#### DATA RECORDS ####

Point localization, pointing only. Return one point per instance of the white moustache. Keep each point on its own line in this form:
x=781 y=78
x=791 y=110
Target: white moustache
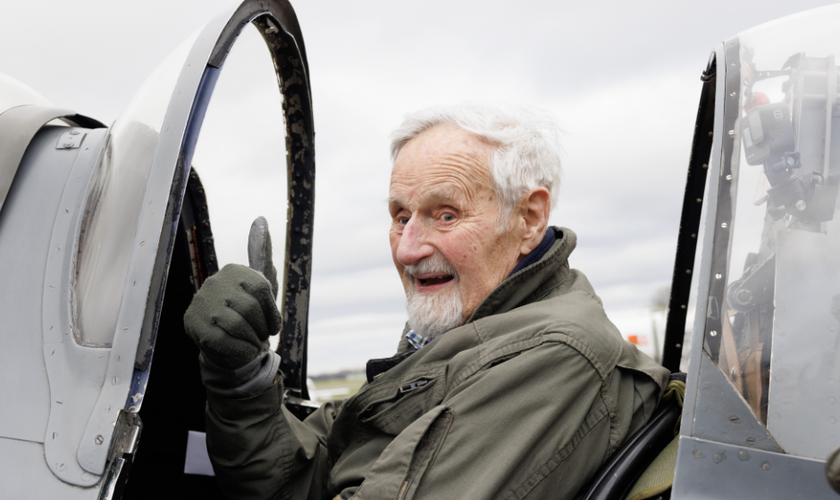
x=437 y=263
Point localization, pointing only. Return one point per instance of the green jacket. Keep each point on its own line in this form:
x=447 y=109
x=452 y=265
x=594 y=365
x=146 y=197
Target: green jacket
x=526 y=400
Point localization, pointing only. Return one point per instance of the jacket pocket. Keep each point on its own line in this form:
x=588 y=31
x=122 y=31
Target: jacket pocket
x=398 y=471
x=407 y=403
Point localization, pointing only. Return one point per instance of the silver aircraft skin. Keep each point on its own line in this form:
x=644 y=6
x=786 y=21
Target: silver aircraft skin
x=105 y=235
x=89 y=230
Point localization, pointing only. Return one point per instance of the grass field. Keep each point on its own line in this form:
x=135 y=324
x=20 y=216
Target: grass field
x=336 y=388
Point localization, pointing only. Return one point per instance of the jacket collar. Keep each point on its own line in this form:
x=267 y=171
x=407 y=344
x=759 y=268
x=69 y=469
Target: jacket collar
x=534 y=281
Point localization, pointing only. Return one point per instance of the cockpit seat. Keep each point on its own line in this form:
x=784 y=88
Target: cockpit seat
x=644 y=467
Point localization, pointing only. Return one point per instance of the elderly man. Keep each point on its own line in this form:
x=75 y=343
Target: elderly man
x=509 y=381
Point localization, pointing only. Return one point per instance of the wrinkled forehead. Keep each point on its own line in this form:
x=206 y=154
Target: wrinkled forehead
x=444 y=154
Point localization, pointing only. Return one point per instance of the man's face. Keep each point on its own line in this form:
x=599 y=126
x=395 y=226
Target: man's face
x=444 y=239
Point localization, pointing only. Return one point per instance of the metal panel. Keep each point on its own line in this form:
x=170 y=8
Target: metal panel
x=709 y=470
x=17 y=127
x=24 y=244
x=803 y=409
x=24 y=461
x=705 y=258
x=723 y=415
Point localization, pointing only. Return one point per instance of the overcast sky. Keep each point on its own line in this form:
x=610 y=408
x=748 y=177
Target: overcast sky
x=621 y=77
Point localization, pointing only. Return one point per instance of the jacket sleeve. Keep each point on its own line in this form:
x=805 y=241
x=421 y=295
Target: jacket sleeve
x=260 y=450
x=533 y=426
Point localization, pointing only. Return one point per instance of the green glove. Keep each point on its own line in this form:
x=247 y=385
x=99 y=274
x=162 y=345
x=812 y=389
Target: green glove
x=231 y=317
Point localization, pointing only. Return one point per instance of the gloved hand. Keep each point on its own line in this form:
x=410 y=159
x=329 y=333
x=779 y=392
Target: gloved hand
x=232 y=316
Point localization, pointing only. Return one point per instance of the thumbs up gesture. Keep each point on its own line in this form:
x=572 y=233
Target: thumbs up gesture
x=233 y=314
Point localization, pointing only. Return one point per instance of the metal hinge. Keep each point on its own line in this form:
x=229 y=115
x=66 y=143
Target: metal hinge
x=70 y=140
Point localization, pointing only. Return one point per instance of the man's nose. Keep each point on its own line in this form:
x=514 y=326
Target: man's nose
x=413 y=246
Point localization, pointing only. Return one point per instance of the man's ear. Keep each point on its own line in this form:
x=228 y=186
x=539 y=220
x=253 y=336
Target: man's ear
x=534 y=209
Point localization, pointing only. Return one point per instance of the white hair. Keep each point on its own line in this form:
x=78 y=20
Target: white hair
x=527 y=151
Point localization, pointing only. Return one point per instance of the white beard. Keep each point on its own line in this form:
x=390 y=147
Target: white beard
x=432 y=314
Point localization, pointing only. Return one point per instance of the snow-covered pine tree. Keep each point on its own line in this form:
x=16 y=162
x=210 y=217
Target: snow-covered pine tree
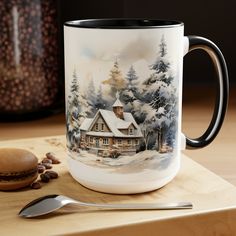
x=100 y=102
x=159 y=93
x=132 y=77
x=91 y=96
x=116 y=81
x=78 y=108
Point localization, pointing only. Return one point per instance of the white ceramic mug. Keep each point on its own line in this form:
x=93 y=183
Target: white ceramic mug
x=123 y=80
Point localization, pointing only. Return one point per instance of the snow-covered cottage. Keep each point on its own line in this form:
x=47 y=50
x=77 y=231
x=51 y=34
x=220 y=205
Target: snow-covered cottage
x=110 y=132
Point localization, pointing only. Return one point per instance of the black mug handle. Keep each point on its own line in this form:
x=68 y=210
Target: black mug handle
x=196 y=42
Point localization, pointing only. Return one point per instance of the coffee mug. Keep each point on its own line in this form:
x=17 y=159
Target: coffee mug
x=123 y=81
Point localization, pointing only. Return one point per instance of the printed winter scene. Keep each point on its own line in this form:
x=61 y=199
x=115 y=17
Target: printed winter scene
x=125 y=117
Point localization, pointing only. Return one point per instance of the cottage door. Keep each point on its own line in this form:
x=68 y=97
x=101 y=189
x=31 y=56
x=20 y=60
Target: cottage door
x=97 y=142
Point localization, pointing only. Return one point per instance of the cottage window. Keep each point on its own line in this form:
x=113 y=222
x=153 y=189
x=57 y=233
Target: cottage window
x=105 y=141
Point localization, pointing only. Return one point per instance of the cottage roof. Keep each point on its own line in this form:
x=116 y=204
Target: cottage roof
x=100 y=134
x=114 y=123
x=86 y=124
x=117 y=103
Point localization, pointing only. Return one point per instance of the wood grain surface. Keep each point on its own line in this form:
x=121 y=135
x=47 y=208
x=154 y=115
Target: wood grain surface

####

AIM OF THE TASK: Reproduce all of the entries above word for word, leaving out the pictures.

ANSWER TO THIS PROBLEM:
Point localization, pointing only. Return one point per instance of the white moustache. Keep each point on its own line in this form:
x=781 y=78
x=791 y=110
Target: white moustache
x=437 y=263
Point localization, pointing only. Return one point per instance of the green jacket. Keep each point on its own line in this form:
x=447 y=109
x=452 y=265
x=594 y=365
x=146 y=197
Target: green jacket
x=526 y=400
Point localization, pointing only. Return one point per instance of the jacket pocket. Keep each point on its own line in this form:
x=588 y=31
x=122 y=31
Target: jacket pocket
x=398 y=471
x=407 y=403
Point localization, pointing only. Return one point per instance of the silver aircraft skin. Keep each point on its own line in this form:
x=644 y=6
x=786 y=21
Target: silver aircraft skin
x=105 y=235
x=89 y=230
Point localization, pointing only. Return one point per instance of the grass field. Keep each point on its own line in this form:
x=135 y=324
x=20 y=216
Target: grass field
x=336 y=388
Point localization, pointing only. Return one point per instance of the jacket collar. Keep each point on its own line in this form:
x=267 y=171
x=407 y=344
x=759 y=268
x=69 y=469
Target: jacket collar
x=534 y=281
Point localization, pointing only. Return one point per instance of the cockpit seat. Keep each point on its own line in this form:
x=784 y=88
Target: cockpit seat
x=644 y=467
Point localization, pointing only. Return one point per instance of the elderly man. Keep each point on its own line in this form:
x=75 y=343
Target: elderly man
x=509 y=381
Point localization, pointing only. Return one point per instance of the wrinkled forehead. Keep each point on its own line in this form:
x=206 y=154
Target: wrinkled forehead
x=444 y=154
Point localization, pointing only. Return one point per instance of the man's face. Keep each point on its own line in this form:
x=599 y=126
x=395 y=226
Target: man's face
x=444 y=239
Point localization, pointing only. Return one point per instance of the metal panel. Keep each point on its own line in this form:
x=170 y=8
Target: metal panel
x=709 y=470
x=17 y=127
x=24 y=244
x=803 y=409
x=24 y=461
x=705 y=258
x=723 y=415
Point localization, pointing only. Return one point per instance of the overcast sky. Keep each point on its own line in this form:
x=610 y=408
x=748 y=177
Target: overcast sky
x=621 y=77
Point localization, pointing only. Return one point per instance of the jacket sleeve. Keep each point on its own line in this form:
x=805 y=241
x=421 y=295
Target: jacket sleeve
x=260 y=450
x=533 y=426
Point localization, pointing only. Return one point per instance of the green glove. Keep each point on its own line in this form:
x=247 y=385
x=99 y=274
x=162 y=345
x=812 y=389
Target: green glove
x=231 y=317
Point localization, pointing only. Return one point per instance of the gloved hand. Keep each point on its own line in this form:
x=410 y=159
x=329 y=333
x=779 y=392
Target: gloved hand
x=232 y=316
Point localization, pointing only. Return one point per instance of the thumbs up gesture. Keep each point on its own line in this form:
x=572 y=233
Target: thumbs up gesture
x=233 y=314
Point localization, pointing only. Return one point per instance of the metal hinge. Keep each point on its own line in this form:
x=229 y=115
x=66 y=143
Target: metal hinge
x=70 y=140
Point localization, pointing only. Return one point per instance of the man's nose. Keep each point on its own line in this form:
x=514 y=326
Target: man's nose
x=413 y=246
Point localization, pointing only. Return one point per instance of the man's ear. Keep each point on its own line in this form:
x=228 y=186
x=539 y=220
x=253 y=336
Target: man's ear
x=534 y=209
Point localization, pointing only. Return one point per instance of the white hair. Keep each point on its own line in this form:
x=78 y=20
Target: white hair
x=527 y=151
Point localization, pointing only. Return one point per instance of the white beard. Keep each point on its own line in this form:
x=390 y=147
Target: white beard
x=432 y=314
Point localization, pointing only. Return one point per instance of the snow-covered pine tree. Keep each point on its own line in this form:
x=16 y=162
x=210 y=217
Target: snow-covered pine tree
x=100 y=102
x=159 y=93
x=132 y=77
x=91 y=96
x=116 y=81
x=78 y=108
Point localization, pointing only. Return one point per instance of the white ceramic mug. Keep each point on its own line in this form:
x=93 y=183
Target: white ceramic mug
x=123 y=80
Point localization, pointing only. Return one point per instance of the snow-covered cottage. Keep each point on its own line in this form:
x=47 y=50
x=77 y=231
x=51 y=34
x=220 y=205
Target: snow-covered cottage
x=110 y=132
Point localization, pointing only. Return one point per instance of the black mug handle. Keep each point on its own line in this form:
x=68 y=210
Target: black mug handle
x=196 y=42
Point localization, pointing only. Return one point per instance of the coffee mug. Keep each point on its own line in this form:
x=17 y=159
Target: coffee mug
x=123 y=81
Point localization, pointing only. Return one point per instance of the printed winter scene. Keep each point on its own line in this form:
x=61 y=199
x=115 y=17
Target: printed winter scene
x=125 y=117
Point localization, pointing only. Return one point per instance of the cottage door. Keep each point on its own line in this form:
x=68 y=97
x=101 y=189
x=31 y=56
x=20 y=60
Target: cottage door
x=97 y=142
Point localization, pointing only. Return one point per instance of the cottage window. Keep each point on its own line in this form:
x=113 y=222
x=153 y=189
x=57 y=233
Target: cottage window
x=105 y=141
Point localization, pointing only. Return one point per instance of the cottage roof. Keep each point on its own line in this form:
x=116 y=204
Target: cottage roof
x=100 y=134
x=114 y=123
x=86 y=124
x=117 y=103
Point localization, pointing only. Return one point per instance of the wood grain surface. Keep each point on its own line in this form:
x=121 y=135
x=47 y=208
x=154 y=115
Target: wood grain surface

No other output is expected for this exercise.